[Instructions to follow]: Type the entries out once more. Match them exactly.
[Provided records Boundary: Start]
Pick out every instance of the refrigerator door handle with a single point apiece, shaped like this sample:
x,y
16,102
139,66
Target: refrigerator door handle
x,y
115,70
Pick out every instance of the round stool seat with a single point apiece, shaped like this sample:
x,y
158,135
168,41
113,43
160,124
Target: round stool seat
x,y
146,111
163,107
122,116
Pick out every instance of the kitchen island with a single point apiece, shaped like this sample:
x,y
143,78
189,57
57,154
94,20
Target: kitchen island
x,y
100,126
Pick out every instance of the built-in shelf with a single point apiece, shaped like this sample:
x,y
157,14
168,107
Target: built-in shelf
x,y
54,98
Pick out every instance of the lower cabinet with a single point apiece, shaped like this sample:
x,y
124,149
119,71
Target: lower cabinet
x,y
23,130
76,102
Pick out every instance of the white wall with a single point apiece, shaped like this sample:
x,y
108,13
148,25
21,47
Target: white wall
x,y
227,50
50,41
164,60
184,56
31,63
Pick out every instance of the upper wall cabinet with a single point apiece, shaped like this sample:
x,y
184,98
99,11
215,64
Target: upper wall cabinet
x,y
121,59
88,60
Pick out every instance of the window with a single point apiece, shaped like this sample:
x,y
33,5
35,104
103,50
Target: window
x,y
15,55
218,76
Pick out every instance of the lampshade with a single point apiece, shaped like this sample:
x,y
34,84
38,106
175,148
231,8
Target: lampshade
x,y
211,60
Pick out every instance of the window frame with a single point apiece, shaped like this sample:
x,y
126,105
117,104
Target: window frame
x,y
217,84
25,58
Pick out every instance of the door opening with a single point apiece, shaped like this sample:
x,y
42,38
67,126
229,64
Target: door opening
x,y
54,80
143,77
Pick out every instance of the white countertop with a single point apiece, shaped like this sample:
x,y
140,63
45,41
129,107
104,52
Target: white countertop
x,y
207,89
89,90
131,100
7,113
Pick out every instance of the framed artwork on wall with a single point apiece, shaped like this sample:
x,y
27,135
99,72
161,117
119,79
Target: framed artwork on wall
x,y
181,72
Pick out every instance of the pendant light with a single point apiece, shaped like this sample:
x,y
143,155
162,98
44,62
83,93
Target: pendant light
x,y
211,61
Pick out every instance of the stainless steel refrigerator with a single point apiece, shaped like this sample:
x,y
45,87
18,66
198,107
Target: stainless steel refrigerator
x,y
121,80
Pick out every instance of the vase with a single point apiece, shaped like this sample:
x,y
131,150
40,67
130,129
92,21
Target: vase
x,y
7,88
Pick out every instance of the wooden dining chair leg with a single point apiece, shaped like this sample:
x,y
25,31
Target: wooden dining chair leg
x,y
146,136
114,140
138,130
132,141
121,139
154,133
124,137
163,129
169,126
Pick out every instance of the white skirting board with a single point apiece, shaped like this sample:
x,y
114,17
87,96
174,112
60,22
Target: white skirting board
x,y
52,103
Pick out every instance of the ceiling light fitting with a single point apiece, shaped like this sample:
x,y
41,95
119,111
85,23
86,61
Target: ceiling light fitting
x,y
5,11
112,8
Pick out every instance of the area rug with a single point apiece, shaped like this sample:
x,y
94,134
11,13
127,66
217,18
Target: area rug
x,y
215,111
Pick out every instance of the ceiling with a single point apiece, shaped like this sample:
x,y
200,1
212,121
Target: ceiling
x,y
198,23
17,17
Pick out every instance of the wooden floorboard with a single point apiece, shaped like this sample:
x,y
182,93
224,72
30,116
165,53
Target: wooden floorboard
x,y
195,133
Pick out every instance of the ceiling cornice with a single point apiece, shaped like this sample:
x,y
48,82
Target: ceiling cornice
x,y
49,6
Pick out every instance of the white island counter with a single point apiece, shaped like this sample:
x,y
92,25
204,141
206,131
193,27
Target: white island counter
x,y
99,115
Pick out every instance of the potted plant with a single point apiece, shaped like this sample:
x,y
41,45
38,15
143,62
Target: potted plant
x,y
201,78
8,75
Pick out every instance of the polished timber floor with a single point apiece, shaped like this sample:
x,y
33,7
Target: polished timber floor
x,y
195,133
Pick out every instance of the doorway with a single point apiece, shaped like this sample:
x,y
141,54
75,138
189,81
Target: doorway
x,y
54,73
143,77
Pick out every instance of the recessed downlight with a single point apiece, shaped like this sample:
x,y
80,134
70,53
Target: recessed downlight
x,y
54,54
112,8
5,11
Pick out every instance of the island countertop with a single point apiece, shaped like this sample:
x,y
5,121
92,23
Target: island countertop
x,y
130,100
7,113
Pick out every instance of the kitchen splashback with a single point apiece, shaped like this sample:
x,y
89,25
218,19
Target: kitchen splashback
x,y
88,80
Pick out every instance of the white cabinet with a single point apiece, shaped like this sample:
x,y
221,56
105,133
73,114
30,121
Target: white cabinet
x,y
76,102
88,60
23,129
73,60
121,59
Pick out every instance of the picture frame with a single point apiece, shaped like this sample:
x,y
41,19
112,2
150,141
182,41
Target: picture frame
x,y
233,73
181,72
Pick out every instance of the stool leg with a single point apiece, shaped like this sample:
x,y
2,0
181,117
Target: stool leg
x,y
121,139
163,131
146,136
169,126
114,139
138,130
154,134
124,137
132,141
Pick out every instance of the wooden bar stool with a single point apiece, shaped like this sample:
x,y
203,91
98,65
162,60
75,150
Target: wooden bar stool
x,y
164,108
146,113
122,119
[Provided records Boundary: End]
[Output of the task]:
Pick out every instance of the refrigerator door handle with a single point apiece, shaped like this sample:
x,y
16,102
139,66
Target: refrigerator door handle
x,y
115,70
Pick out every instance of the round stool seat with a single point apiece, shaped like this sample:
x,y
158,135
168,41
113,43
160,124
Target: round stool seat
x,y
146,111
163,107
122,116
Pick out every instance of the kitchen island with a single point apiece, shaped like this sample:
x,y
143,78
189,57
57,154
94,20
Target: kitchen island
x,y
100,126
Pick out every instance of the built-in shelf with a single point apiece, shaped like this sample:
x,y
157,14
168,107
Target: built-in shelf
x,y
54,98
Pick out every instance of the lower cabinet with a single point apiece, shaped like this sample:
x,y
124,149
119,71
Target: lower cabinet
x,y
23,130
76,102
Pick out every instance of the white wall with a single point apiece, shaped like this sample:
x,y
108,13
148,25
21,47
Target: white wall
x,y
227,50
50,41
164,60
184,56
31,63
Pick out every instance of the upper wall cabinet with a single point apiece, shaped like this sample:
x,y
184,98
99,11
215,64
Target: upper wall cabinet
x,y
121,59
88,60
Pick out every instance of the window with a single point apiece, shaped like this sample:
x,y
33,5
35,104
103,50
Target: window
x,y
15,55
218,76
Pick out every instance of the lampshade with a single point apiece, shaped like this sample:
x,y
34,84
38,106
175,148
231,8
Target: lampshade
x,y
211,60
Pick out every instance of the window frame with a single point apiece, shaped like this sample:
x,y
126,105
117,104
Target: window frame
x,y
217,84
25,58
Pick out every instance of the door opening with a single point apiece, shaped like this sample:
x,y
42,38
67,126
229,64
Target: door opening
x,y
54,80
143,77
Pick out every instance of the white countertop with a single point apiece, shaped like this sample:
x,y
140,63
45,41
129,107
104,52
Target: white countertop
x,y
207,89
89,90
131,100
7,113
Pick out every instance of the framed artwork on wall with a single point apiece, shaped like this sample:
x,y
27,135
99,72
161,117
119,79
Target: framed artwork on wall
x,y
181,72
Pick out every instance of the pendant light with a single point apiece, shaped like this sample:
x,y
143,155
162,98
44,62
83,93
Target: pendant light
x,y
211,61
Pick out every instance of the stainless steel refrigerator with a single point apiece, shaped like this sample:
x,y
45,87
18,66
198,107
Target: stainless steel refrigerator
x,y
121,80
Pick out every instance of the vase with a single point apiece, shaped like this sample:
x,y
131,150
40,67
130,129
92,21
Target: vase
x,y
7,88
Pick out every instance of the wooden dining chair leg with a single point apiece, shaped like this sample:
x,y
25,31
Target: wooden dining chair leg
x,y
146,136
114,140
138,130
132,141
121,139
154,133
124,137
163,129
169,126
Pick out every instance of the white skirting board with a single point apiece, shaped like this sample:
x,y
114,17
87,96
174,112
60,22
Target: white skirting board
x,y
52,103
Pick out every instance of the ceiling light fitting with a single point apiece, shaped like this sample:
x,y
41,95
119,111
85,23
86,61
Target: ceiling light fitting
x,y
5,11
112,8
Pick out every instance of the area rug with a single point apiece, shaped like this sample:
x,y
94,134
11,13
127,66
217,18
Target: area rug
x,y
215,111
Pick out every instance of the ceiling with a single point apiece, shaped like this sample:
x,y
200,1
212,121
Target: ceiling
x,y
198,23
17,17
Pick out every instance of the wooden floorboard with a single point apiece, shaped like this sample:
x,y
182,93
224,72
30,116
165,53
Target: wooden floorboard
x,y
195,133
Pick out every instance of the ceiling cornice with a single point apiece, shaped like this sample:
x,y
48,82
Target: ceiling cornice
x,y
49,6
Pick out every instance of the white island counter with a single point apiece, shaped like this sample:
x,y
92,25
204,141
206,131
193,27
Target: white island counter
x,y
99,115
Pick out every instance of the potted plant with a single point apiece, shaped like this sample:
x,y
41,45
38,15
143,62
Target: potted plant
x,y
201,78
8,75
Pick out every instance of the polished timber floor with a single point apiece, shaped like this sample:
x,y
33,7
Target: polished timber floor
x,y
195,133
Pick out every instance of the doorway with a single point apiece, shaped like this sample:
x,y
141,54
75,138
189,81
Target: doorway
x,y
54,73
143,77
Pick out every instance of the recessed downlight with a single point apiece, shaped like this sample:
x,y
80,134
70,53
Target: recessed downlight
x,y
54,54
112,8
5,11
Pick out every instance of the island countertop with a single point apiece, shaped like this sample:
x,y
5,121
92,23
Target: island countertop
x,y
130,100
7,113
Pick out every instance of the kitchen splashback with a single point apiece, shaped like this sample:
x,y
89,25
218,19
Target: kitchen splashback
x,y
88,80
Pick out every instance of the white cabinet with a single point apiece, shaped like this sample:
x,y
221,56
105,133
73,114
30,121
Target: white cabinet
x,y
76,102
88,60
23,129
73,60
121,59
Pick out every instance of the picture frame with a single point apiece, shaped like this sample:
x,y
41,19
112,2
150,141
182,41
Target: picture frame
x,y
233,73
181,72
Pick out every instance of the stool leg with a single point apiece, shaped like this sample:
x,y
2,0
181,117
Target: stool leg
x,y
121,139
163,131
146,136
169,126
114,139
138,130
154,134
124,137
132,141
Pick out every instance of the wooden bar stool with a single point apiece, shaped like this sample:
x,y
203,91
98,65
162,60
75,150
Target: wooden bar stool
x,y
164,108
146,113
122,119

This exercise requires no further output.